• Short task
Recast the lines below as a two-column CSV with the headers input and output. Give one row for each text and its answer, with each value in a single quoted field and line breaks replaced by spaces.

• Dataset
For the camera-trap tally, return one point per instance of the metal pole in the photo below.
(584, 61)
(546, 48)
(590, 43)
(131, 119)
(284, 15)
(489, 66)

• In response
input,output
"For the camera-trap tally, return one point per instance of the metal pole in the photo below.","(584, 61) (546, 48) (590, 43) (131, 119) (284, 15) (489, 66)"